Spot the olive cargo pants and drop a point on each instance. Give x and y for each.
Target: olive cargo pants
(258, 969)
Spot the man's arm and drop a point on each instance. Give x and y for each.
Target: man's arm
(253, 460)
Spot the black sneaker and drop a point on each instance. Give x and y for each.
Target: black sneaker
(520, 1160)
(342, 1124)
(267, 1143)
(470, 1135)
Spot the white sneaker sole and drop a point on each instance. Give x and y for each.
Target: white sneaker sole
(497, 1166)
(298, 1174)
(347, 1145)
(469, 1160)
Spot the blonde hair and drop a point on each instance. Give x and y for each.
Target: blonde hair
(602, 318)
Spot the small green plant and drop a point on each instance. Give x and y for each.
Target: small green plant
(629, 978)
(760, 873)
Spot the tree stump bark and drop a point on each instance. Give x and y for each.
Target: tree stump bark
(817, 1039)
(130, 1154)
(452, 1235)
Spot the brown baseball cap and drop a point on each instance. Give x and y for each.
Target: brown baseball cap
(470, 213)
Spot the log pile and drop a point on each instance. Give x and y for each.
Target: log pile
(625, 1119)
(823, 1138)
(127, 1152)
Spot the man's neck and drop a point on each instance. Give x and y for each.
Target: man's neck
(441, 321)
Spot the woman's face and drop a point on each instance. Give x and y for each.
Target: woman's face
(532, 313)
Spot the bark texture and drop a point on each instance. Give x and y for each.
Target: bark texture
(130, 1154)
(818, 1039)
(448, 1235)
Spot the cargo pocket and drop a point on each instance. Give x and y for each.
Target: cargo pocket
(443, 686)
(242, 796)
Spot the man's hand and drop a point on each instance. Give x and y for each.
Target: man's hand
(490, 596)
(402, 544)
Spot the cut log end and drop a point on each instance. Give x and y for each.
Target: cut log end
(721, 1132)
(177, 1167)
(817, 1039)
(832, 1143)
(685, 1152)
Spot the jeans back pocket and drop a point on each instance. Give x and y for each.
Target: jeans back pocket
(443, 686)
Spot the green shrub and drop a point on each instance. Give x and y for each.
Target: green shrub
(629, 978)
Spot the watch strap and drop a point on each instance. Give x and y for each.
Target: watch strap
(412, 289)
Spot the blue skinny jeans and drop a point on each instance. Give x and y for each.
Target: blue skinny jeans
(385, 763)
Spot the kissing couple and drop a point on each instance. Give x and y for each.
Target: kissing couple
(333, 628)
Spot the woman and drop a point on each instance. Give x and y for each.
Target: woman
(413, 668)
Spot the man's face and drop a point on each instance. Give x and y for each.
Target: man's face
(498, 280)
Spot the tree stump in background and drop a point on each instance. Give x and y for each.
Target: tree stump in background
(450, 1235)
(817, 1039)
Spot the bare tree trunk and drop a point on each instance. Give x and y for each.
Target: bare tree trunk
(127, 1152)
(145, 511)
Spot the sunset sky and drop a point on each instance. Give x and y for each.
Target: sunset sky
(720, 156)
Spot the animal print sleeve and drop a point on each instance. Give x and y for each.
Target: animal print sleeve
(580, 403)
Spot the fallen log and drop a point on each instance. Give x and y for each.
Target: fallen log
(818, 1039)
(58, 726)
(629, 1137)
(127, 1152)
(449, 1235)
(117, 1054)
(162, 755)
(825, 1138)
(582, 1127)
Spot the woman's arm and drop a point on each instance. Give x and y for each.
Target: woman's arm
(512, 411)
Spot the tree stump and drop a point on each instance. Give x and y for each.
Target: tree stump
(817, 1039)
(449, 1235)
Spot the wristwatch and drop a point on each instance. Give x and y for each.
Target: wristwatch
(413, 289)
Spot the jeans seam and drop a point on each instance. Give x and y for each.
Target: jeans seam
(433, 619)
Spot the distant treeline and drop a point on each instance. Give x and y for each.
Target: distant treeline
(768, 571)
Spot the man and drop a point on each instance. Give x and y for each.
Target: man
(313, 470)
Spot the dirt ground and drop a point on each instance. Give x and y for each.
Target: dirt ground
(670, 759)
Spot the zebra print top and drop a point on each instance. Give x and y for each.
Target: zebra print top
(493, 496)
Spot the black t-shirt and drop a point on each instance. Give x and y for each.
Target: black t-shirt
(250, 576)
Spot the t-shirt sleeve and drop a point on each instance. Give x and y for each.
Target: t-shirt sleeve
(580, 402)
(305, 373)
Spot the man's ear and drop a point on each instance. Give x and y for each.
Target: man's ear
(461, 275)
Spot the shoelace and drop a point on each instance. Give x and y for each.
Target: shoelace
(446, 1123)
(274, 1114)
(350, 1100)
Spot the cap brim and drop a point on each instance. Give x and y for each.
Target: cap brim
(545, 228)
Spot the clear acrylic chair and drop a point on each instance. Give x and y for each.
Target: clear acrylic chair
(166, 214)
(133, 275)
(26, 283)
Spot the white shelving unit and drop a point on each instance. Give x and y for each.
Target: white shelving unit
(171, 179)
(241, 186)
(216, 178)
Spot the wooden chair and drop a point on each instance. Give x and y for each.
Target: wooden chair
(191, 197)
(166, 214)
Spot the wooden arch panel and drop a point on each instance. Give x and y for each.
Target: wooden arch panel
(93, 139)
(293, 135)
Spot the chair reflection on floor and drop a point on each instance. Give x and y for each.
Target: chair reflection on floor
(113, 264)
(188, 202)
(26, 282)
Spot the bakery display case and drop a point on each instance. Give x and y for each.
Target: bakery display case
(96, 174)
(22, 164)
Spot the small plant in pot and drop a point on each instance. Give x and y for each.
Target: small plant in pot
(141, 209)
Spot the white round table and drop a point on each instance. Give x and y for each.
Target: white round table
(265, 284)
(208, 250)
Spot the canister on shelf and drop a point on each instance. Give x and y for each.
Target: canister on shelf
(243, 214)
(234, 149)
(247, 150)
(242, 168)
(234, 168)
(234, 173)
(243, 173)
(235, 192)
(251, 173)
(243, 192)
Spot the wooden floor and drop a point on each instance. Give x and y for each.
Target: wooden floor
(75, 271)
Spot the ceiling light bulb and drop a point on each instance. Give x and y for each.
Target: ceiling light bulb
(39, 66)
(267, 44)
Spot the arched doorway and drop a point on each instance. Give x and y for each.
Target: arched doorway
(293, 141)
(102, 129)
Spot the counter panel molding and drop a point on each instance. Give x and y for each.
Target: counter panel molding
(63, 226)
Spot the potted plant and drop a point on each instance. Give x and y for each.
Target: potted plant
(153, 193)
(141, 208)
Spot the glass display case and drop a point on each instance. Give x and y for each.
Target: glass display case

_____

Task to complete: Turn all of the data above into a JSON list of strings, one string per line, with blank lines left out.

Problem solution:
[
  "Spot the olive cargo pants and drop a point on each instance. Give x and y for each.",
  "Target: olive cargo pants",
  "(258, 969)",
  "Spot the man's arm and drop a point on each instance. Give x and y for each.",
  "Target: man's arm",
  "(253, 460)",
  "Spot the black sneaker and drop a point on each instance. Give x and y for each.",
  "Target: black sneaker",
  "(520, 1160)",
  "(342, 1124)",
  "(267, 1143)",
  "(470, 1135)",
  "Spot the white sneaker sole and drop a point on each instance. Give x and y for each.",
  "Target: white sneaker sole",
  "(497, 1166)",
  "(298, 1174)",
  "(347, 1145)",
  "(469, 1160)",
  "Spot the blonde hair and drop a point on each instance. Give x and y for each.",
  "Target: blonde hair",
  "(602, 318)",
  "Spot the small green plant and drop a point on each instance. Give x and y for each.",
  "Target: small green plant",
  "(629, 978)",
  "(760, 873)",
  "Spot the tree stump bark and drop a point on each instance. Give x and y for each.",
  "Target: tree stump bark",
  "(817, 1039)",
  "(130, 1154)",
  "(452, 1235)",
  "Spot the brown baseball cap and drop a point on each instance. Give x and y for each.",
  "Target: brown baseball cap",
  "(470, 213)",
  "Spot the log pile and drop a point on each instance. Give x and y for each.",
  "Target: log pile",
  "(625, 1119)",
  "(823, 1138)",
  "(127, 1152)",
  "Spot the man's neck and drop a point on each instance. Give x and y for each.",
  "Target: man's neck",
  "(441, 321)",
  "Spot the woman's face and drop a point on each instance. Give x and y for each.",
  "Target: woman's face",
  "(532, 313)",
  "Spot the bark texture and drop a point on each instance. Give x and y for each.",
  "Target: bark texture",
  "(130, 1154)",
  "(818, 1039)",
  "(448, 1235)",
  "Spot the cargo pocket and drop a point on each instance. Give x and y for each.",
  "Target: cargo pocket",
  "(443, 686)",
  "(242, 796)",
  "Spot the man's hand and drop a point on each instance. Give x and y for each.",
  "Target: man's hand",
  "(490, 596)",
  "(402, 544)",
  "Spot the cut log end and drop a point on each instance. Give x and y for each.",
  "Target: cut log end",
  "(721, 1132)",
  "(177, 1167)",
  "(817, 1039)",
  "(832, 1143)",
  "(685, 1152)",
  "Spot the jeans back pocket and drop a point on each instance. Give x and y for each.",
  "Target: jeans back pocket",
  "(443, 686)",
  "Spot the green shrub and drop a point on each instance. Give x and y for each.",
  "Target: green shrub",
  "(629, 978)",
  "Spot the watch strap and drop a point on each instance. Give x and y for each.",
  "Target: watch strap",
  "(412, 289)",
  "Spot the blue skinny jeans and drop a point on each instance. Give x and y for each.",
  "Target: blue skinny jeans",
  "(385, 763)",
  "Spot the kissing couple and drop a point on each instance. Give x and y for each.",
  "Target: kissing couple",
  "(333, 628)",
  "Spot the woman and drop a point on each instance. Give x and y for each.",
  "Target: woman",
  "(413, 668)",
  "Spot the man's face and drop a point on each instance. Give x and y for each.",
  "Target: man's face",
  "(498, 280)",
  "Spot the tree stump in background and drop a point on each instance. Give x and y for each.",
  "Target: tree stump in background",
  "(450, 1235)",
  "(817, 1039)",
  "Spot the bare tree trunk and drop a point on each instance. Give x and y for each.",
  "Target: bare tree trunk",
  "(127, 1152)",
  "(145, 511)",
  "Spot the sunset sky and drop a point on each instance. Give x and y for each.",
  "Target: sunset sky",
  "(720, 156)",
  "Spot the animal print sleeve and drop a point on each instance. Give x and y for each.",
  "Target: animal print sleeve",
  "(580, 403)",
  "Spot the fallen log and drop a point on each instance. Give x and y for each.",
  "Target: fallen log",
  "(818, 1039)",
  "(58, 726)",
  "(629, 1137)",
  "(127, 1152)",
  "(449, 1235)",
  "(117, 1054)",
  "(162, 755)",
  "(825, 1138)",
  "(582, 1127)",
  "Spot the woman's arm and drop a point on each instance. Give x and y for each.",
  "Target: woman's arm",
  "(512, 411)",
  "Spot the tree stump and drop a point on each instance. Give x and y for each.",
  "Target: tree stump",
  "(817, 1039)",
  "(449, 1235)",
  "Spot the wristwatch and drop a point on each instance. Give x and y for each.",
  "Target: wristwatch",
  "(413, 289)",
  "Spot the jeans seam and drop a point on each instance. Give x and y for each.",
  "Target: jeans seam",
  "(433, 619)",
  "Spot the distant treeline and drop a point on each instance. Give x and y for each.",
  "Target: distant treeline",
  "(768, 571)",
  "Spot the man and drop a point on each instance. Give x and y for each.",
  "Target: man",
  "(313, 470)",
  "Spot the dirt ground and drop a point on each instance. Give x and y for each.",
  "Target: dirt ground",
  "(670, 759)",
  "Spot the zebra print top and drop a point on each instance. Give x and y for each.",
  "Target: zebra print top",
  "(493, 496)",
  "Spot the black t-shirt and drop a point on each instance. Give x and y for each.",
  "Target: black t-shirt",
  "(250, 576)",
  "Spot the t-shirt sleeve and drop a point on each instance. Give x and y for each.",
  "Target: t-shirt sleeve",
  "(580, 402)",
  "(305, 373)",
  "Spot the man's ear and drop a point on each instance. Give x and y for each.",
  "Target: man's ear",
  "(461, 275)",
  "Spot the shoelace and drop a point on each instance. Give x and y for each.",
  "Target: shoelace",
  "(446, 1123)",
  "(274, 1114)",
  "(350, 1100)",
  "Spot the cap brim and drop a point on each instance. Give x and y for each.",
  "Target: cap brim",
  "(545, 228)",
  "Spot the clear acrylic chair and drop a point on each instance. Give x and y for each.",
  "Target: clear acrylic chair",
  "(166, 214)",
  "(133, 275)",
  "(26, 283)",
  "Spot the white shelving unit and drop a point on each instance. Give x and y for each.",
  "Target: white shelving unit",
  "(171, 179)",
  "(241, 186)",
  "(216, 178)",
  "Spot the wooden chair and drop a point on each instance. Give x and y for each.",
  "Target: wooden chair",
  "(191, 197)",
  "(166, 214)",
  "Spot the wooden arch panel and drop a point on each instance. Give x and y for each.",
  "Target: wooden arch panel",
  "(93, 139)",
  "(293, 135)",
  "Spot the chair reflection on floor and drop a point on each instance. Give x and y for each.",
  "Target: chair reflection on floor",
  "(113, 264)",
  "(188, 202)",
  "(26, 282)",
  "Spot the bakery display case and drop a point on each instance. Give x and y for each.",
  "Target: bakery display case",
  "(96, 174)",
  "(22, 164)",
  "Spot the small plant in pot and drop a point on each instance. Give x and y for each.",
  "Target: small plant in pot",
  "(141, 209)",
  "Spot the white round table and drop a point on each instance. Give x and y for each.",
  "Target: white round table",
  "(265, 284)",
  "(208, 250)",
  "Spot the canister on shelf and drop a point on each instance. Give x and y for each.",
  "Target: canister on shelf",
  "(243, 214)",
  "(234, 149)",
  "(247, 150)",
  "(242, 168)",
  "(234, 168)",
  "(234, 173)",
  "(243, 173)",
  "(235, 192)",
  "(251, 173)",
  "(243, 192)",
  "Spot the wooden floor and drop a point on each instance. Give x and y for each.",
  "Target: wooden floor",
  "(75, 271)",
  "Spot the ceiling light bulb and drop a point on each instance. Give x and y for each.",
  "Target: ceiling light bulb",
  "(39, 66)",
  "(267, 44)",
  "Spot the arched doorway and drop a point on each instance. Give x and y for each.",
  "Target: arched doorway",
  "(293, 141)",
  "(102, 129)",
  "Spot the counter panel molding and drop a point on each instance. Give x and y for each.",
  "Target: counter panel molding",
  "(63, 226)",
  "Spot the potted plant and drop a point on each instance. Give x and y for each.",
  "Target: potted plant",
  "(153, 193)",
  "(141, 208)",
  "Spot the glass display case and drop a point on each instance. Give x and y for each.",
  "Target: glass display case"
]